- [Source document]:
- - - - - - -

A poster at the Fairy Creek blockades' Eden Camp describes marbled murrlets; they are known to nest in the area. Photo: Jimmy Thomson / Capital Daily

Spotting marbled murrelets near the seashore isn’t hard if you know what to look or listen for. Mather often sees them flying above Departure Bay close to her Nanaimo home. Many of us have likely observed them from the deck of a BC Ferries ship without even knowing it. But you’d have better luck finding a dime on a beach than you would stumbling across one of their nests. It takes money and time, and the best way is to get the birds to betray themselves.      

Radio telemetry involves capturing and tagging marbled murrelets at night when they’re sleeping on the water, and then allowing them to return to their nests. In the late 1990s and early 2000s, biologists from Simon Fraser University’s Centre for Wildlife Ecology used the method to locate more than 180 nests in Desolation Sound and Clayoquot Sound. It took long, early hours and lots of coffee to get it done. All the nests were found in large mature trees and quite often in islands of old-growth surrounded by a landscape scarred by industrial clearcut logging. Though labour-intensive and expensive, the project dramatically showed the dependence of marbled murrelets on mossy, ancient forests—without them, the scientists concluded, the species is done.

“What makes things difficult is that this bird has a direct conflict with forestry,” says David Lank, an SFU ecologist who worked on this radio tagging project that helped inform the 2014 federal recovery plan. “On southern Vancouver Island it’s pretty sparse. Most of the suitable habitat has been cut.”

Lank is talking about places like Fairy Creek near Port Renfrew. In 2005, a pair of marbled murrelets tagged by Washington State researchers flew north across the border to build a nest in the upper Fairy Creek watershed, smack in the middle of a then-recently designated 605-hectare marbled murrelet WHA. It was yet more compelling evidence that demonstrated just how far this little seabird will travel to find a suitable spot to lay an egg and rear its young. (That protected area persists to this day, preventing the better part of the Fairy Creek watershed from being logged.)

Mather knows the province needs to do more if this rainforest specialist has any chance of survival on Vancouver Island and the southern mainland coast. A so-called Land Use Order Regulation is under review to establish new WHAs and Old Growth Management Areas (OGMA) for marbled murrelets. If approved, a further 14,500 hectares of forest would be taken out of the hands of logging companies. It would add to the more than 500 marbled murrelet WHAs that the province has established over the past two decades along the BC coast between Washington and Alaska.      

But according to Rachel Holt, a forest ecologist based in Nelson who has studied the province’s old-growth management extensively, WHAs are far from a perfect wildlife conservation tool.

“It can mean almost anything, and it depends on what it’s designated for specifically,” Holt says. “And they will tend to be on steep slopes, and lower-value forest for harvesting. Then they [government] often overlay OGMAs on top of those, to have less timber supply impact.”

Old Growth Management Areas are even more flimsy, according to Darwyn Coxson, a University of Northern BC biologist. In 2020, Coxson published research into OGMAs in the Kispiox forest region near Smithers. He concluded that many of them were too small to have any lasting ecological impact.

And that’s exactly what BC’s marbled murrelets need: lasting ecological protection. In these times of heightened tension and conflict around logging of the province’s remaining unprotected old growth, a successful future for this unusual rainforest specialist and its cryptic ways will be a critical test of BC’s ability to save a threatened species. The marbled murrelet may be small, but its nesting habitat requirements are vast and specific. Just a moss covered branch that’s high in the canopy of a centuries-old tree, close— but not too close—to the sea.

- - - - - - -

- [Material provided]:
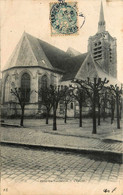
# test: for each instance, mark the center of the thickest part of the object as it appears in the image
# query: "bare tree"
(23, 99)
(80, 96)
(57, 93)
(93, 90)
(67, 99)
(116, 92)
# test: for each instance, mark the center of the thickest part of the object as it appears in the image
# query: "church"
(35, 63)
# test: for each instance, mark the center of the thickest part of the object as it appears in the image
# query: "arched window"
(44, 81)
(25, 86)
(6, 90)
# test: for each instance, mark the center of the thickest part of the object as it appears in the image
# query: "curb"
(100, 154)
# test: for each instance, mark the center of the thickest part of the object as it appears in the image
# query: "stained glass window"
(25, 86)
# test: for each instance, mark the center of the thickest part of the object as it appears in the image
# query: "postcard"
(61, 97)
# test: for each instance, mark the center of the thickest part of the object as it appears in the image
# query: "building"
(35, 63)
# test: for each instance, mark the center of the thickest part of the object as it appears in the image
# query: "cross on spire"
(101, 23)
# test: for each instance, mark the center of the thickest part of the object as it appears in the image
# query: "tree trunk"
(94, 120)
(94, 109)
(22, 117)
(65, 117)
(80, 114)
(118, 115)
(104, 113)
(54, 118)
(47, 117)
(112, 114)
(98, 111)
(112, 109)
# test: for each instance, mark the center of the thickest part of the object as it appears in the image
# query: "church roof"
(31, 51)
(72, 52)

- - - - - - -

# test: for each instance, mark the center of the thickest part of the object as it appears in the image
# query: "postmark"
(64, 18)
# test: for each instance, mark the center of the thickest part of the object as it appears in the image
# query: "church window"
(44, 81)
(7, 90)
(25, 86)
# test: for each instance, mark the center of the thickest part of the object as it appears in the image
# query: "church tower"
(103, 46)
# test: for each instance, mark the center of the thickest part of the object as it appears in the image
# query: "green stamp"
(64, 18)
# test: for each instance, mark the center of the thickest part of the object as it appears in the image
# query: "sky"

- - - - - - -

- [The task]: Reproduce word for word the stretch of the marbled murrelet article from "Lank is talking" through "from being logged.)".

- [Final answer]:
Lank is talking about places like Fairy Creek near Port Renfrew. In 2005, a pair of marbled murrelets tagged by Washington State researchers flew north across the border to build a nest in the upper Fairy Creek watershed, smack in the middle of a then-recently designated 605-hectare marbled murrelet WHA. It was yet more compelling evidence that demonstrated just how far this little seabird will travel to find a suitable spot to lay an egg and rear its young. (That protected area persists to this day, preventing the better part of the Fairy Creek watershed from being logged.)